*** Opening of Text passage ***

Review of FDA July 2022 DSCSA Draft Guidance on Identifying Trading Partners
Written-by: Sumeet Singh, CEO
As we rocket towards the Event Horizon of the November 2023 DSCSA implementation deadline, industry and FDA are each figuring out how exactly the law will be implemented and complied with. Fortunately, the FDA has answered the industry’s clarion call and recently released Draft Guidance that provides confirmation of many assumptions, and restates various aspects of the state of regulation:
- How the DSCSA identifies and defines 5 basic business models – manufacturer, repackager, wholesale distributor, 3PL, and dispenser – in the prescription drug supply chain
- Definition of authorized trading partners
- Effect FDA proposed regulation
Insight on Regulation of Specific Business Models
The guidance additionally seeks to clarify how industry should identify trading partners and the regulation of more nuanced business models and product portfolios.

*** Close of Text passage ***
*** Opening of Provided records ***

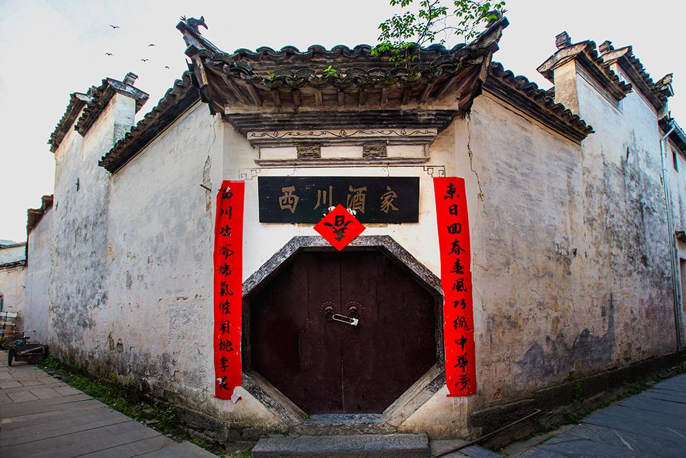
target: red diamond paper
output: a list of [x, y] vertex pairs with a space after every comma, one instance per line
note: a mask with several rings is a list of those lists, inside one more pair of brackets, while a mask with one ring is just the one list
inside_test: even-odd
[[314, 227], [314, 230], [339, 251], [365, 229], [362, 223], [340, 204]]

*** Close of Provided records ***

__Work task__
Answer these questions using the review of the FDA draft guidance:
(a) What month and year does it give for the DSCSA implementation deadline?
(b) Which five business models in the prescription drug supply chain does it list?
(c) Besides how industry should identify trading partners, what else does the guidance seek to clarify?
The entries have no connection to the review of the FDA draft guidance.

__Solution to the exercise__
(a) November 2023
(b) Manufacturer, repackager, wholesale distributor, 3PL, and dispenser
(c) The regulation of more nuanced business models and product portfolios